If as a result of the proration provisions of this Section 2(c)(ii), any
Investor is not entitled to include all such Registrable Securities in such
registration, such Investor may elect to withdraw its request to include any
Registrable Securities in such registration. With respect to registrations
pursuant to this Section 2(c), the number of securities required to satisfy any
underwriters' over-allotment option shall be allocated pro rata among the
Company, the Shaar Fund, Ltd., the Investors and the other prospective sellers
on the basis of the relative number of securities otherwise to be included by
each of them in the registration with respect to which such over-allotment
option relates.
3. Obligations of the Company. In connection with any required registration
of the Registrable Securities under this Agreement, the Company shall:
(a) Promptly (i) prepare and file with the Commission such amendments
(including post-effective amendments) to the Registration Statement and
supplements to the Prospectus as may be necessary to keep the Registration
Statement continuously effective and in compliance with the provisions of the
Securities Act applicable thereto so as to permit the Prospectus forming part
thereof to be current and useable by Investors for resales of the Registrable
Securities for a period of two (2) years from the date on which the Registration
Statement is first declared effective by the Commission (the "Effective Time")

• [ROWS]:

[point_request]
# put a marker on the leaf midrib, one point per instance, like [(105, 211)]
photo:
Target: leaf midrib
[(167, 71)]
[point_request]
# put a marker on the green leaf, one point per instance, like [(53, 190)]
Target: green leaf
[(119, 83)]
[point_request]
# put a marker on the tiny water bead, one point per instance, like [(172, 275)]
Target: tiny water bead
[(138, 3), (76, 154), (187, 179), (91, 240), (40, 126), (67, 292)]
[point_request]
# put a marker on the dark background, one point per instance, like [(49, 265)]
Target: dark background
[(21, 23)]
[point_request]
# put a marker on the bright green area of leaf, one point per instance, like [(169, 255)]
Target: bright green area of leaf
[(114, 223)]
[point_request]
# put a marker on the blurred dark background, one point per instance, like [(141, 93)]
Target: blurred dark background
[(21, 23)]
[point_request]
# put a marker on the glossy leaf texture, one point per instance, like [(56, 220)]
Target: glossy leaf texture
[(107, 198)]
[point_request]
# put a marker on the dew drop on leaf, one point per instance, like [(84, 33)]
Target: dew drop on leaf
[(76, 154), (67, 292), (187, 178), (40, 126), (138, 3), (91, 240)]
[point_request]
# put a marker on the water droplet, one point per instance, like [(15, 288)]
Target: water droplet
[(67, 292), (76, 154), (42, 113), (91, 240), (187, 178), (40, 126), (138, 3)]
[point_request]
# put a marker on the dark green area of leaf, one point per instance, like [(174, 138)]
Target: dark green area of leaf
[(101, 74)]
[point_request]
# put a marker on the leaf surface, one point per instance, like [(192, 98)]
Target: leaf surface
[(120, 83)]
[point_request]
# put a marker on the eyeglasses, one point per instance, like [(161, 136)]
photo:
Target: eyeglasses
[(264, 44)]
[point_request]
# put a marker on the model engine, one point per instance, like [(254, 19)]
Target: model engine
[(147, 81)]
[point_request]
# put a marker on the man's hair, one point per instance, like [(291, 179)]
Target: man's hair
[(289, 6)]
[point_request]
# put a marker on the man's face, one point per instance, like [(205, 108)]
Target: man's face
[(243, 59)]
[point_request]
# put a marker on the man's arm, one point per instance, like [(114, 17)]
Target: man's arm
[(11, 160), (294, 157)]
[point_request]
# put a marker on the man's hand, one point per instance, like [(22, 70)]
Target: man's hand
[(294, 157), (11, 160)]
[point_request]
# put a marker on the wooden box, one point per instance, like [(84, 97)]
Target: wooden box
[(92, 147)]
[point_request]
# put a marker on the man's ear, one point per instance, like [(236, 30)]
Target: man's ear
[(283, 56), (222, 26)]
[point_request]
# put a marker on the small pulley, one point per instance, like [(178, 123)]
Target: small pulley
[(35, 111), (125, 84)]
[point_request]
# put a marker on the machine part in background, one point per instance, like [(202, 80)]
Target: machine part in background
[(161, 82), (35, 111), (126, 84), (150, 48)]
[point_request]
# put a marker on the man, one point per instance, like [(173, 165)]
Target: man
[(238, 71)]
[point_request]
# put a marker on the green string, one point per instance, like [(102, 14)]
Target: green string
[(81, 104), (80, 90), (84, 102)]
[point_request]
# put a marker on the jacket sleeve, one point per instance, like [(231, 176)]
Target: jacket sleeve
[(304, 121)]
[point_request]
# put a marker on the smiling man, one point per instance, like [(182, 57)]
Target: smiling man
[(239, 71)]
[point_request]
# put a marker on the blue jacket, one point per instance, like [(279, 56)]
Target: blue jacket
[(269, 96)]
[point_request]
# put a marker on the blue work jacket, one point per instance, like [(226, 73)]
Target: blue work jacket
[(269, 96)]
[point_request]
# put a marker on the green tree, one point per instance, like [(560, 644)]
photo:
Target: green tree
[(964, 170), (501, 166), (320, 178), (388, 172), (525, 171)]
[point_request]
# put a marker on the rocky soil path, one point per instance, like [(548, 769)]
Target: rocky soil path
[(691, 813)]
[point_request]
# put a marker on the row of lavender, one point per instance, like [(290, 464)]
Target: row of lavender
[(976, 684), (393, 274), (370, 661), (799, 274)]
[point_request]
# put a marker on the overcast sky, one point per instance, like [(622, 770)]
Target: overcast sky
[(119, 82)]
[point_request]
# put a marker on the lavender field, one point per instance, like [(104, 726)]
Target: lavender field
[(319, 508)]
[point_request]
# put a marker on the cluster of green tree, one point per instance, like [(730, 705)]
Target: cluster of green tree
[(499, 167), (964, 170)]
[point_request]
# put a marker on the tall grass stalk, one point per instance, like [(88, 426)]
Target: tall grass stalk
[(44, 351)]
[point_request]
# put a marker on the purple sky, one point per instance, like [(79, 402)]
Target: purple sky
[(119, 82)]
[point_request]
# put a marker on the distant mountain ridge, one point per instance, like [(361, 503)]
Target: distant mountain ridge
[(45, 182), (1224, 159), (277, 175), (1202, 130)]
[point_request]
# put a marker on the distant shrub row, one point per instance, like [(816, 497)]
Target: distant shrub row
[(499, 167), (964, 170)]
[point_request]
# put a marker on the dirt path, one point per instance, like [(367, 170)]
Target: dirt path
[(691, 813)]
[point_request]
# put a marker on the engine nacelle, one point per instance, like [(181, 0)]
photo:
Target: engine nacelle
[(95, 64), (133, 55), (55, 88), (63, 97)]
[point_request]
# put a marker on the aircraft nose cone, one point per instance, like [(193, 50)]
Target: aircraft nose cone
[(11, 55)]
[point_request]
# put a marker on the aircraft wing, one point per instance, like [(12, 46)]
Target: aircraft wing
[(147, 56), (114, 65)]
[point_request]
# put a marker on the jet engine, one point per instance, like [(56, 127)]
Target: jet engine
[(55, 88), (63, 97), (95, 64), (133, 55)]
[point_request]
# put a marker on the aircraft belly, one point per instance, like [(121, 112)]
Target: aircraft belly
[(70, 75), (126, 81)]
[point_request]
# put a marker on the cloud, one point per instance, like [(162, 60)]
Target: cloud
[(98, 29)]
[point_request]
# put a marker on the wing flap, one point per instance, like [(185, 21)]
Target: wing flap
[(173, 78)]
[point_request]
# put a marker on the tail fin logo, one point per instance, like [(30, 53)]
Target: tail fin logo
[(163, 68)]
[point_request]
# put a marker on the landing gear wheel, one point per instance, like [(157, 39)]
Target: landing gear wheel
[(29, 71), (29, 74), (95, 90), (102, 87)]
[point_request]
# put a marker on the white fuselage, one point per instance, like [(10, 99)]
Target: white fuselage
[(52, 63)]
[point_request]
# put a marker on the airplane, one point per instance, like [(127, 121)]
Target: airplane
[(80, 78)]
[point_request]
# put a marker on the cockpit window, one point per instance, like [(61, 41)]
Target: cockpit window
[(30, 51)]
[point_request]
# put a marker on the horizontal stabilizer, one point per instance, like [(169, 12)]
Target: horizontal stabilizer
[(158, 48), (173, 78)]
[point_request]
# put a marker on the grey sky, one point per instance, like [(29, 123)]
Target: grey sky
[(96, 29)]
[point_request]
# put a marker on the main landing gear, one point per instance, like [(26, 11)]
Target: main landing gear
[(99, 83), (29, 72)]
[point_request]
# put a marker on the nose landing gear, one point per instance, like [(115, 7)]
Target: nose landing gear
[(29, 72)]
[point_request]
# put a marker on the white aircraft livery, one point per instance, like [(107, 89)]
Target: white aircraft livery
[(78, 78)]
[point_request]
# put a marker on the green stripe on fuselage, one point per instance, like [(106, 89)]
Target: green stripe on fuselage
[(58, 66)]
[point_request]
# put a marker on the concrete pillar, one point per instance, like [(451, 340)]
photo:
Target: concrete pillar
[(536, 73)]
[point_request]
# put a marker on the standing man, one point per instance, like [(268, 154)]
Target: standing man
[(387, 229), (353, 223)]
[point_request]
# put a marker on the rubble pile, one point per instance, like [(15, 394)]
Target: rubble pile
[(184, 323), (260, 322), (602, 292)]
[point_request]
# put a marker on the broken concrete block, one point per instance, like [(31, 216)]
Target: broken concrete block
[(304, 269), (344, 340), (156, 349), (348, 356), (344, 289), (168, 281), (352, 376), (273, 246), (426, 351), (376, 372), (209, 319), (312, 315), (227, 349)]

• [WORK TO DO]:
In the registration agreement excerpt, what may an Investor do if the proration provisions prevent it from including all of its Registrable Securities in a registration? The records have no connection to the text.

• [TASK OUTPUT]:
The Investor may elect to withdraw its request to include any Registrable Securities in that registration.